* _Given task_
Return the entries below verbatim. Pictures stay out.

* _Records to process_
************

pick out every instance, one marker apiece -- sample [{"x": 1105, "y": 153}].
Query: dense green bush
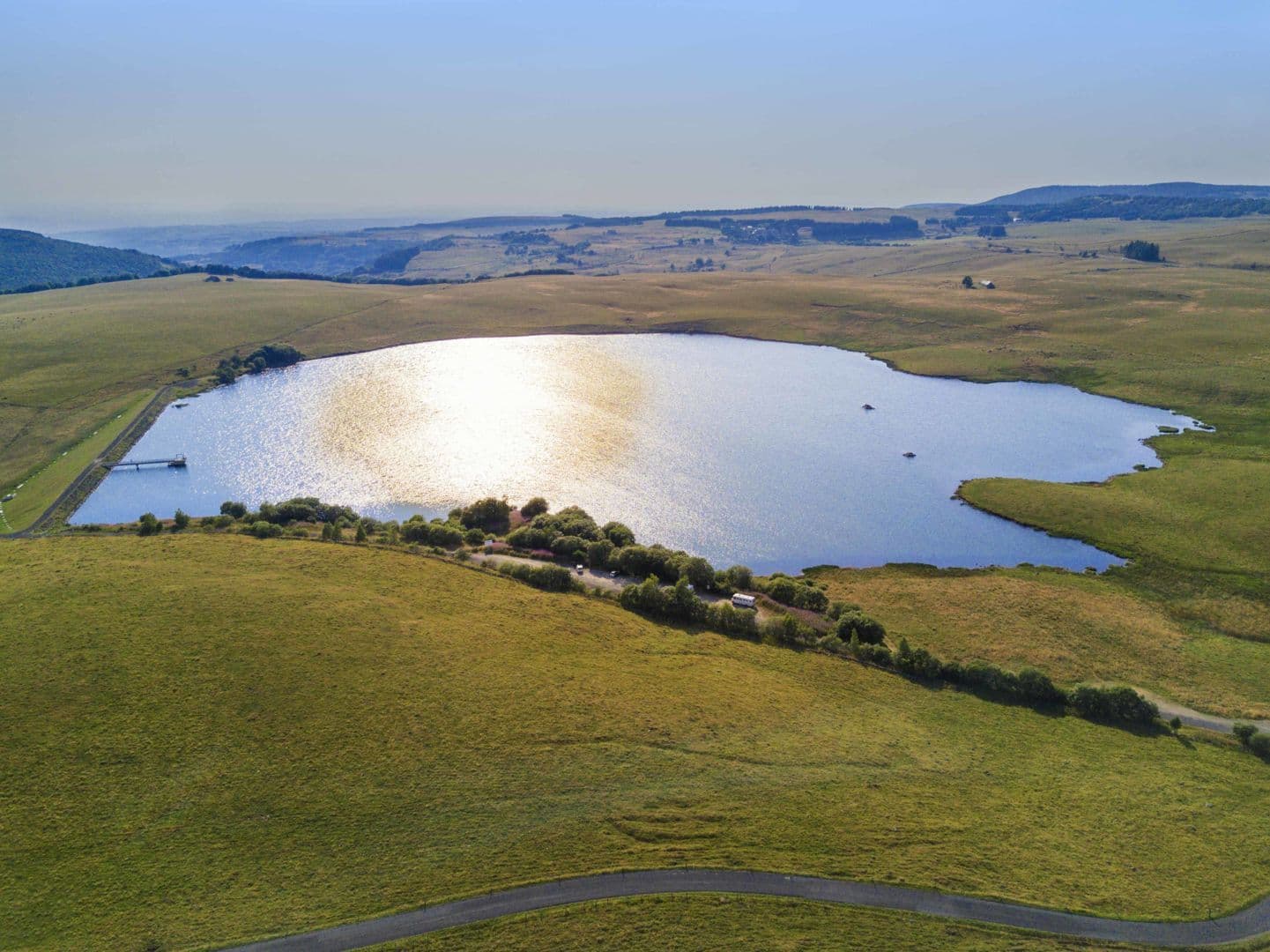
[
  {"x": 917, "y": 662},
  {"x": 861, "y": 626},
  {"x": 265, "y": 531},
  {"x": 489, "y": 515},
  {"x": 1111, "y": 704},
  {"x": 799, "y": 594},
  {"x": 598, "y": 553},
  {"x": 739, "y": 577},
  {"x": 570, "y": 547},
  {"x": 724, "y": 618},
  {"x": 443, "y": 534},
  {"x": 619, "y": 534},
  {"x": 553, "y": 578},
  {"x": 674, "y": 604},
  {"x": 789, "y": 630}
]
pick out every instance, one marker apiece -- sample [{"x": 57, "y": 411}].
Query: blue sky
[{"x": 235, "y": 111}]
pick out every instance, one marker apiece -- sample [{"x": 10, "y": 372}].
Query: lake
[{"x": 737, "y": 450}]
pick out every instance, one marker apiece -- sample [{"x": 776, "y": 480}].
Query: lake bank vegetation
[
  {"x": 245, "y": 712},
  {"x": 677, "y": 587}
]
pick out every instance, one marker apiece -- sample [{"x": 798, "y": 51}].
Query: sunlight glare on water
[{"x": 739, "y": 450}]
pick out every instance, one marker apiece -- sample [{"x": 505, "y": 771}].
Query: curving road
[{"x": 1244, "y": 924}]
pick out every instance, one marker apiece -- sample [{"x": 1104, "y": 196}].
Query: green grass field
[
  {"x": 210, "y": 739},
  {"x": 1190, "y": 336}
]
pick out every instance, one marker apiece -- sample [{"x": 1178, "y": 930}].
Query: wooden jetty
[{"x": 173, "y": 462}]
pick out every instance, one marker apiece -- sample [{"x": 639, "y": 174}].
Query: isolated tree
[{"x": 1142, "y": 250}]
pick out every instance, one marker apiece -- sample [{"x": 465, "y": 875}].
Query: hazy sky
[{"x": 273, "y": 108}]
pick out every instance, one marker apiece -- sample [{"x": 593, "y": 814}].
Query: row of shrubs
[
  {"x": 1027, "y": 687},
  {"x": 553, "y": 578},
  {"x": 265, "y": 357},
  {"x": 1253, "y": 740},
  {"x": 861, "y": 637}
]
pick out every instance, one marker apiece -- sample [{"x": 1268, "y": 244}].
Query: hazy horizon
[{"x": 145, "y": 114}]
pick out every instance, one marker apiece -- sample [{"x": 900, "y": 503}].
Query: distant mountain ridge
[
  {"x": 1054, "y": 195},
  {"x": 29, "y": 262}
]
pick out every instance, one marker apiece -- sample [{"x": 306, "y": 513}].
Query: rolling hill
[
  {"x": 28, "y": 261},
  {"x": 1051, "y": 195}
]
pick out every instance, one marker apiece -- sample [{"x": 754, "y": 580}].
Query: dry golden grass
[{"x": 210, "y": 739}]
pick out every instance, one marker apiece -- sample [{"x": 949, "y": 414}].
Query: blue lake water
[{"x": 738, "y": 450}]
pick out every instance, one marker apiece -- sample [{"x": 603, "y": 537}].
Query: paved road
[
  {"x": 1247, "y": 923},
  {"x": 134, "y": 431},
  {"x": 1197, "y": 718}
]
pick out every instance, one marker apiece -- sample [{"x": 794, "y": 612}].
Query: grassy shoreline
[{"x": 264, "y": 736}]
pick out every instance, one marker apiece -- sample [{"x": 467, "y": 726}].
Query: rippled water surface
[{"x": 738, "y": 450}]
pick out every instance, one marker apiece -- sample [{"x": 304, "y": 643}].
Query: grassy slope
[
  {"x": 212, "y": 738},
  {"x": 42, "y": 487},
  {"x": 28, "y": 258},
  {"x": 1190, "y": 337},
  {"x": 732, "y": 922}
]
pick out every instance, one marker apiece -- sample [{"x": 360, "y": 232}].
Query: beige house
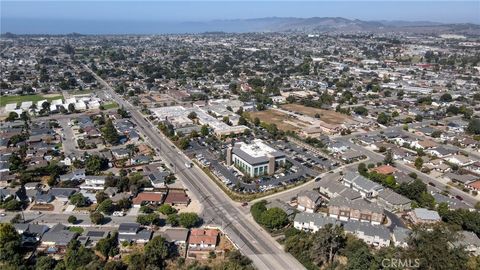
[{"x": 357, "y": 210}]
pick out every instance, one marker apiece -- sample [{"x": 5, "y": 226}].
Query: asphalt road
[
  {"x": 219, "y": 209},
  {"x": 50, "y": 219}
]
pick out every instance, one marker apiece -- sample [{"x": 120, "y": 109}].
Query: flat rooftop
[{"x": 256, "y": 149}]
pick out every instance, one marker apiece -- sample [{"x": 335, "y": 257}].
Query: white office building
[{"x": 255, "y": 159}]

************

* _Answer to the exercise_
pick out every instance, one marker apiece -- sample [{"x": 1105, "y": 153}].
Query: dense green bush
[
  {"x": 917, "y": 662},
  {"x": 861, "y": 626},
  {"x": 265, "y": 531},
  {"x": 489, "y": 515},
  {"x": 1111, "y": 704},
  {"x": 799, "y": 594},
  {"x": 598, "y": 553},
  {"x": 739, "y": 577},
  {"x": 570, "y": 547},
  {"x": 724, "y": 618},
  {"x": 443, "y": 534},
  {"x": 619, "y": 534},
  {"x": 553, "y": 578},
  {"x": 674, "y": 604},
  {"x": 789, "y": 630}
]
pick out every instance, one marker apiece -- sample [{"x": 57, "y": 411}].
Query: blue sky
[{"x": 235, "y": 111}]
pick out every instance, one marker apiece -- sample [{"x": 10, "y": 372}].
Query: lake
[{"x": 737, "y": 450}]
pick out every instance, one marker apiece -- sample [{"x": 776, "y": 480}].
Query: lake bank vegetation
[
  {"x": 245, "y": 712},
  {"x": 677, "y": 587}
]
pick out every instance, one marker apiece -- sample [{"x": 798, "y": 51}].
Query: sunlight glare on water
[{"x": 739, "y": 450}]
pick out every instance, one marker apiece -- sample [{"x": 505, "y": 771}].
Query: curving road
[{"x": 1244, "y": 924}]
pick out every instance, one marker apiece -- sample [{"x": 1104, "y": 196}].
Query: green grass field
[
  {"x": 210, "y": 739},
  {"x": 1190, "y": 336}
]
pick out every instance, one marker apiece -- sample [{"x": 1178, "y": 930}].
Query: wooden jetty
[{"x": 173, "y": 462}]
pick out every instance, one marker apiece -- sample [{"x": 639, "y": 174}].
Query: isolated tree
[{"x": 1142, "y": 250}]
pick out every instance, one marker apiece -- sample [{"x": 465, "y": 875}].
Query: hazy sky
[{"x": 273, "y": 108}]
pick out every instance, one marker apiece -- sample [{"x": 593, "y": 814}].
Query: row of shrubs
[
  {"x": 1027, "y": 687},
  {"x": 553, "y": 578},
  {"x": 265, "y": 357},
  {"x": 1253, "y": 740},
  {"x": 861, "y": 637}
]
pick out every instance, one marker apiece -- sample [{"x": 1268, "y": 244}].
Query: hazy horizon
[{"x": 145, "y": 114}]
pick out every instance, one marker apiece -- sample [{"x": 900, "y": 503}].
Query: distant mountain ridge
[
  {"x": 1054, "y": 195},
  {"x": 29, "y": 262}
]
pick out every instance, one marker apiece -- sample [{"x": 306, "y": 513}].
Query: rolling hill
[
  {"x": 28, "y": 261},
  {"x": 1051, "y": 195}
]
pick out every instance, one marker apiece -- sample [{"x": 754, "y": 580}].
Query: dry golden grass
[{"x": 210, "y": 739}]
pick out every instance, one marker apiece -- sample [{"x": 949, "y": 414}].
Query: blue lake water
[{"x": 738, "y": 450}]
pick out every instance, one marker apiece -- sample [{"x": 603, "y": 537}].
Query: paved road
[
  {"x": 1247, "y": 923},
  {"x": 134, "y": 431},
  {"x": 1197, "y": 718}
]
pick out every instance, one marker apiece -- sample [{"x": 794, "y": 612}].
Query: grassy shoreline
[{"x": 264, "y": 736}]
pick out every instance, one marker apiece -- sample [{"x": 467, "y": 726}].
Query: rippled water surface
[{"x": 738, "y": 450}]
pick out every instance, one marker apiece -- sample [{"x": 304, "y": 643}].
Query: grassy slope
[
  {"x": 212, "y": 738},
  {"x": 42, "y": 487},
  {"x": 28, "y": 258},
  {"x": 1190, "y": 337},
  {"x": 732, "y": 922}
]
pick out every instance, one marker apiece -- sample [{"x": 360, "y": 232}].
Query: beige house
[{"x": 357, "y": 210}]
pick out every instance, one marker apiece -- sample [{"x": 5, "y": 226}].
Query: asphalt road
[
  {"x": 219, "y": 209},
  {"x": 50, "y": 219}
]
pick out every instance, one marker apiece -- sample [{"x": 120, "y": 109}].
Query: flat rooftop
[{"x": 256, "y": 149}]
pick out every instance, one marker apiece -- sample [{"x": 335, "y": 257}].
Query: white office building
[{"x": 255, "y": 159}]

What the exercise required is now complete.